**** Source records
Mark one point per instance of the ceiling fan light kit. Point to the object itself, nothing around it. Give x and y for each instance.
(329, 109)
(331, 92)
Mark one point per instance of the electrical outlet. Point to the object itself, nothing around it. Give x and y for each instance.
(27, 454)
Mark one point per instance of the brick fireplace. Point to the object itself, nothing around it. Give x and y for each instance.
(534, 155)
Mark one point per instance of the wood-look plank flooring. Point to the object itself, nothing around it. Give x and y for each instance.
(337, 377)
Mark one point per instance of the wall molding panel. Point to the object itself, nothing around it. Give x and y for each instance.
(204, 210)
********
Write out only the final block of lines, starting at the line with "Mark one point per instance of the electrical" and running to the end of the material.

Solved exercise:
Mark one point per instance of the electrical outlet. Point to the object itself, nothing around it. Give x and y for each instance.
(27, 454)
Mark one point per instance of the brick fireplace. Point to the object itself, nothing around it. Give x and y for each instance.
(534, 155)
Mark one point per instance of the wood-look plank flooring. Point to the object itself, nothing around it. Give x and y for each instance.
(337, 377)
Mark one point per instance of the wall molding panel. Point to the object itself, nothing around it. Give x and y for each instance.
(204, 210)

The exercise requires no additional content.